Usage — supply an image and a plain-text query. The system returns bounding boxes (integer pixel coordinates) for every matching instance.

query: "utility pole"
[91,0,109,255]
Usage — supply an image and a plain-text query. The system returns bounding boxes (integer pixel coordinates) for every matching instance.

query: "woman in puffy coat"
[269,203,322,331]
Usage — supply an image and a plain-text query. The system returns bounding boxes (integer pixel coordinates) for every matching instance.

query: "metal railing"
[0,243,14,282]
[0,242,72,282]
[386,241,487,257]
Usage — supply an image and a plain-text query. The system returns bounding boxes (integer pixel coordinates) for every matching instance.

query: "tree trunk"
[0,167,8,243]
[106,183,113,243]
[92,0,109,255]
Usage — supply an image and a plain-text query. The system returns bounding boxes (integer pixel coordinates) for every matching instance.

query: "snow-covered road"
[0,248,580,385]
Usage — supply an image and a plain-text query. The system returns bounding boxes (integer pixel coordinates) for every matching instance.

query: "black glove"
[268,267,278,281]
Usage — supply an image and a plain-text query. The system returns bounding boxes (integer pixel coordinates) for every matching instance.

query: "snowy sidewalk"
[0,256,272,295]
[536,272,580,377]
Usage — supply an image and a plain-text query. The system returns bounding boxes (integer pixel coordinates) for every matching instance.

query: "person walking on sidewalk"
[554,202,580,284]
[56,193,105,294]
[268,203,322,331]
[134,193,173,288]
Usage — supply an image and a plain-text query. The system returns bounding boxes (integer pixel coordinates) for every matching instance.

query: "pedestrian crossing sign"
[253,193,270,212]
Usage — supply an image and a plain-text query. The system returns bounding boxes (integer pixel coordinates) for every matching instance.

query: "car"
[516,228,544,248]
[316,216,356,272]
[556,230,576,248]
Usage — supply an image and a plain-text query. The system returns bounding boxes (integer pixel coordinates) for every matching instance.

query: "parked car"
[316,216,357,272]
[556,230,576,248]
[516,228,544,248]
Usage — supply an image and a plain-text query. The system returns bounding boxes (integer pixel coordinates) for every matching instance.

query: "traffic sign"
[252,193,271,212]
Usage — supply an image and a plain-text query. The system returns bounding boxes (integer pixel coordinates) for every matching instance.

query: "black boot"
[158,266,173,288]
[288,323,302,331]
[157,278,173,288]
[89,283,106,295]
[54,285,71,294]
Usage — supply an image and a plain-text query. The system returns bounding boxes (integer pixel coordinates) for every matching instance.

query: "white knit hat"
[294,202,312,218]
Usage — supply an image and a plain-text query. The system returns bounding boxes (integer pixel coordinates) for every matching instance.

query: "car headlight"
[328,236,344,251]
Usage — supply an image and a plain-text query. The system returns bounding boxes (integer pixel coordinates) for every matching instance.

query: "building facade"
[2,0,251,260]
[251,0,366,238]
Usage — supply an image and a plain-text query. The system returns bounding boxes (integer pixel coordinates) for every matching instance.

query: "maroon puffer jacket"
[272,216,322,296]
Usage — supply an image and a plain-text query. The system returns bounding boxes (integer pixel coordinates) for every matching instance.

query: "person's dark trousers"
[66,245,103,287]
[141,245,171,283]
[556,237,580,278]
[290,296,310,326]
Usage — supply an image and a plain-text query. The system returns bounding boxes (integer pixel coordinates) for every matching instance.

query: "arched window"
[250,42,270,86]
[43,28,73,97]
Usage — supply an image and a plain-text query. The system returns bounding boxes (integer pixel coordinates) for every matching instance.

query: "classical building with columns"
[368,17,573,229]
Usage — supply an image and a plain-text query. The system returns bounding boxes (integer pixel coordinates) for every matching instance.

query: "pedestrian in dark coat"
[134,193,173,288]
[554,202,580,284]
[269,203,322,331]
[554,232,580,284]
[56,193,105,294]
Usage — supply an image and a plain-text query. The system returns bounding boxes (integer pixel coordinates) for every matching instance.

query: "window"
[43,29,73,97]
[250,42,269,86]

- [SET EXERCISE]: Render each line from the start of the entries through the line containing "[0,248,580,385]" as an item in a numbered list, omitting blank lines.

- [WRITTEN RESPONSE]:
1. Usage — supply an image and a plain-text query. The system returns bounding boxes (integer pixel coordinates) for every matching instance.
2. query: "utility pole"
3. [91,0,109,255]
4. Usage — supply an image and a plain-text query. The system returns bounding boxes (integer pixel coordinates) for every matching instance.
5. query: "woman in puffy coat"
6. [269,203,322,331]
7. Usage — supply an image and a plain-text query. The system returns bounding boxes (integer pixel coordinates) for every matching instance.
8. query: "metal railing"
9. [0,243,14,282]
10. [0,242,72,282]
11. [386,241,487,257]
12. Usage — supply an image and a plain-text query. The system returns bounding boxes (integer pixel coordinates) for every matching instance.
13. query: "tree trunk"
14. [0,167,8,243]
15. [106,183,113,243]
16. [92,0,109,255]
17. Usage — supply an image and a plain-text query. The system returns bounding boxes (integer pixel coordinates) for every matching instance.
18. query: "snow-covered road"
19. [0,248,580,385]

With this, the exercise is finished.